Data lines =
####################

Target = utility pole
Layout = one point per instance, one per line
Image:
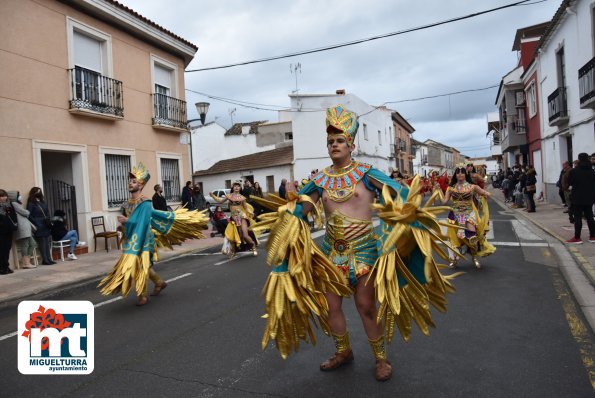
(294, 69)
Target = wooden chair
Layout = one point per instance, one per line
(98, 224)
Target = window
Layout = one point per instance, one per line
(170, 177)
(531, 100)
(116, 177)
(271, 184)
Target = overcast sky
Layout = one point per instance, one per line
(469, 54)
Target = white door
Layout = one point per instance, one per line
(539, 170)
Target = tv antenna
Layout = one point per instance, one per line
(294, 69)
(232, 111)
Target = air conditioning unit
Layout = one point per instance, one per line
(520, 98)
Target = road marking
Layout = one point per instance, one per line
(7, 336)
(522, 231)
(101, 304)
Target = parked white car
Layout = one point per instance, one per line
(219, 193)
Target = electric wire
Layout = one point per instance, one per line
(359, 41)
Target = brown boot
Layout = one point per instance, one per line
(340, 358)
(141, 300)
(158, 288)
(384, 370)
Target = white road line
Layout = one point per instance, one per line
(9, 335)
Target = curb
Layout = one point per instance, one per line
(82, 284)
(580, 260)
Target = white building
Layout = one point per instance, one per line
(373, 140)
(567, 79)
(290, 148)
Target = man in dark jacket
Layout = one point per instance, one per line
(159, 201)
(188, 196)
(581, 180)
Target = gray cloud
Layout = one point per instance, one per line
(463, 55)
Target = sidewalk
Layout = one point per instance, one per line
(89, 268)
(552, 219)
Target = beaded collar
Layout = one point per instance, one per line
(340, 184)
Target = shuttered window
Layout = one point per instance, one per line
(170, 175)
(116, 176)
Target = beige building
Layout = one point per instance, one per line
(404, 152)
(89, 88)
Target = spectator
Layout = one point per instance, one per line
(531, 188)
(200, 203)
(188, 196)
(506, 185)
(8, 224)
(282, 191)
(220, 220)
(247, 190)
(567, 193)
(565, 166)
(23, 234)
(60, 231)
(159, 201)
(581, 180)
(40, 217)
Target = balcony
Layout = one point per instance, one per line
(169, 112)
(586, 85)
(557, 107)
(95, 95)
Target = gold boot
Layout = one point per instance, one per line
(476, 262)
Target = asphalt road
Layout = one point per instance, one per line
(505, 334)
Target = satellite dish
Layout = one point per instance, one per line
(185, 138)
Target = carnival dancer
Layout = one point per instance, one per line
(392, 264)
(468, 201)
(144, 229)
(242, 216)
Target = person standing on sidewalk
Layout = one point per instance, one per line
(8, 224)
(23, 235)
(565, 166)
(566, 189)
(139, 248)
(40, 217)
(581, 180)
(159, 201)
(531, 188)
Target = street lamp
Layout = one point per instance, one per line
(202, 108)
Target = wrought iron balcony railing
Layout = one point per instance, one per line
(169, 111)
(94, 92)
(557, 107)
(586, 84)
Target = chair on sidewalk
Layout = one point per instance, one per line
(99, 231)
(60, 245)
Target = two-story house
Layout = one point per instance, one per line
(89, 88)
(404, 151)
(567, 93)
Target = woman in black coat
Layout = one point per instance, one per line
(582, 180)
(40, 217)
(8, 224)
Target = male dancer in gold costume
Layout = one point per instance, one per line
(144, 229)
(363, 261)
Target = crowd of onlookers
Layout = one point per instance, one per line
(576, 188)
(32, 227)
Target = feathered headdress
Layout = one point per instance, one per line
(140, 173)
(341, 121)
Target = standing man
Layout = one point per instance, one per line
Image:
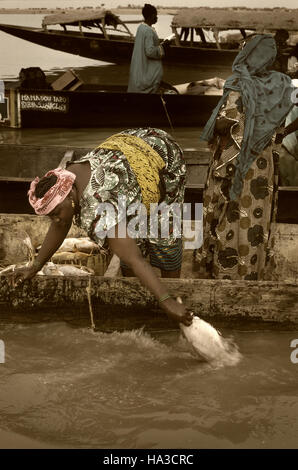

####################

Which lines in the rows above contain the string "building"? Locate each one, counting case as significant, and copy it out in full.

Answer to this task =
Target = white building
Target = beige building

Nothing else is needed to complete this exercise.